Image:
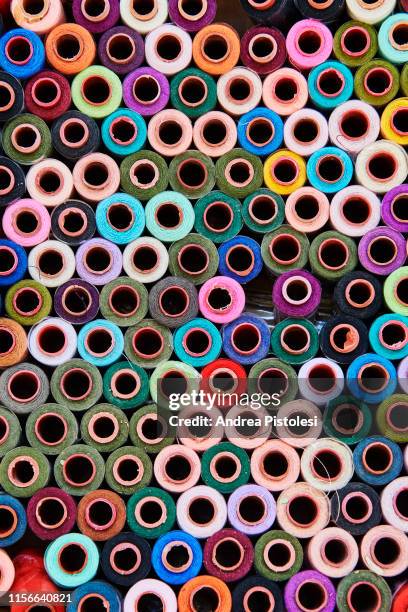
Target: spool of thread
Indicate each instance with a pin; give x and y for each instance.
(389, 42)
(197, 342)
(231, 565)
(51, 513)
(194, 257)
(284, 172)
(330, 84)
(377, 82)
(15, 521)
(47, 95)
(263, 49)
(24, 387)
(278, 555)
(263, 211)
(296, 293)
(362, 586)
(240, 259)
(332, 255)
(148, 343)
(382, 250)
(26, 139)
(358, 294)
(215, 133)
(149, 431)
(95, 18)
(295, 341)
(193, 92)
(125, 559)
(216, 48)
(96, 91)
(355, 43)
(24, 471)
(126, 385)
(52, 341)
(120, 218)
(51, 263)
(154, 591)
(168, 49)
(10, 431)
(21, 53)
(355, 210)
(310, 588)
(343, 338)
(124, 132)
(260, 131)
(49, 182)
(144, 174)
(308, 43)
(71, 560)
(218, 216)
(124, 301)
(13, 348)
(141, 20)
(74, 135)
(177, 557)
(246, 339)
(377, 460)
(140, 518)
(389, 336)
(192, 18)
(392, 125)
(70, 48)
(146, 91)
(27, 302)
(239, 91)
(285, 91)
(201, 511)
(356, 508)
(128, 469)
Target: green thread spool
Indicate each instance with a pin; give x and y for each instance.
(76, 384)
(295, 341)
(104, 427)
(28, 302)
(192, 173)
(79, 469)
(158, 502)
(347, 419)
(391, 418)
(263, 211)
(225, 467)
(218, 216)
(193, 257)
(128, 469)
(280, 540)
(10, 431)
(51, 428)
(368, 75)
(125, 385)
(33, 139)
(239, 173)
(144, 174)
(149, 431)
(193, 92)
(284, 249)
(148, 343)
(124, 301)
(24, 471)
(282, 376)
(362, 41)
(339, 253)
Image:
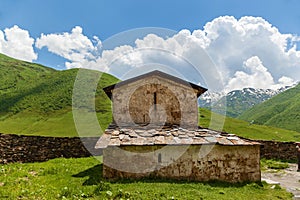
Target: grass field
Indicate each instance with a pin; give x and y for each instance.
(246, 129)
(82, 179)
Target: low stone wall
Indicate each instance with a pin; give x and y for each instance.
(225, 163)
(19, 148)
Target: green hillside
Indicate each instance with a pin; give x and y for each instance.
(283, 111)
(36, 100)
(246, 129)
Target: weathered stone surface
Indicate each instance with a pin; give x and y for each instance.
(155, 100)
(19, 148)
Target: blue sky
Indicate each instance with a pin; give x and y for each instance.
(104, 19)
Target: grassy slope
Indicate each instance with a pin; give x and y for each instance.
(247, 130)
(82, 178)
(281, 111)
(35, 100)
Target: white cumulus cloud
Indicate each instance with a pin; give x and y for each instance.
(77, 48)
(17, 43)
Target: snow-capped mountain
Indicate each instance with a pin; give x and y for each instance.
(237, 101)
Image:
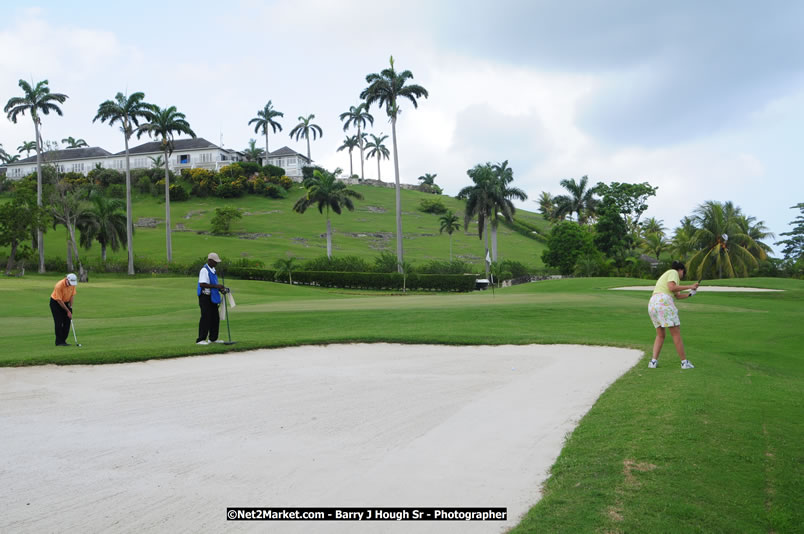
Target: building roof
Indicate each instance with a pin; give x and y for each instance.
(285, 151)
(155, 147)
(67, 154)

» **What needs to be done**: Each line above where the word "spool" occurs should be returned in full.

» **Answer space**:
Target: spool of thread
Target: green thread spool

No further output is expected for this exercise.